■ Required work ■
Gather every line below that contains the string "this" and copy each in full. Case matters when matching.

■ Extracted material ■

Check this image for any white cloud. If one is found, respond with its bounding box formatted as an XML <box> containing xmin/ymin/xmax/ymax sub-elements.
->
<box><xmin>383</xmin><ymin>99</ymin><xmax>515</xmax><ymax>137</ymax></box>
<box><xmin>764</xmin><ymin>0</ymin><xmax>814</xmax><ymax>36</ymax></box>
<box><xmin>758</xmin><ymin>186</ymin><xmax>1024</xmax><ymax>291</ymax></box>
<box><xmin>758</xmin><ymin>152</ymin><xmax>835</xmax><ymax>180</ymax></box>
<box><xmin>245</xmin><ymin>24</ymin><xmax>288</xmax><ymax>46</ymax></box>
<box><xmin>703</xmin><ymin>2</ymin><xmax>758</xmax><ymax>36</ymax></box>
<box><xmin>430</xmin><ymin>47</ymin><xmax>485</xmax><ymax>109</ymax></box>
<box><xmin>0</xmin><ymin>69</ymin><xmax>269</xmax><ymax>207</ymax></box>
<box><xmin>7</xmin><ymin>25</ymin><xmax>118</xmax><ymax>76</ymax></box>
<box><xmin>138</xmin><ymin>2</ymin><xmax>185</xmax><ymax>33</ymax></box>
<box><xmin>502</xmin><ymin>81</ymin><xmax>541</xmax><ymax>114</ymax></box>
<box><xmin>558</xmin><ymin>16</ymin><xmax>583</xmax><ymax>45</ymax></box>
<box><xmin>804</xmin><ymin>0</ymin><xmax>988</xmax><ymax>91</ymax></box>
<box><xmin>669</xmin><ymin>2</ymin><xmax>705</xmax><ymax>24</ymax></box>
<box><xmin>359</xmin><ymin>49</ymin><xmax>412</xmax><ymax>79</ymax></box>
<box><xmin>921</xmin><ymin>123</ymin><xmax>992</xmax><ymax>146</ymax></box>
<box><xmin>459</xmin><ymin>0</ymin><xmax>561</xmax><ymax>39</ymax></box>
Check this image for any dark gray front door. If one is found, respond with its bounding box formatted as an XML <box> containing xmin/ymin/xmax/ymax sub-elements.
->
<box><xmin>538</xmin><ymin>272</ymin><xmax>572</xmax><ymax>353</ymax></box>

■ Finished exercise ■
Check this image for any white cloud. If one is found, respond with its bounding box formatted as an XML <box> containing xmin/ymin/xmax/ymax sub-elements.
Check this image for any dark gray front door. If one is found, respond with its bounding box formatted as an XML <box> containing xmin/ymin/xmax/ymax sub-elements.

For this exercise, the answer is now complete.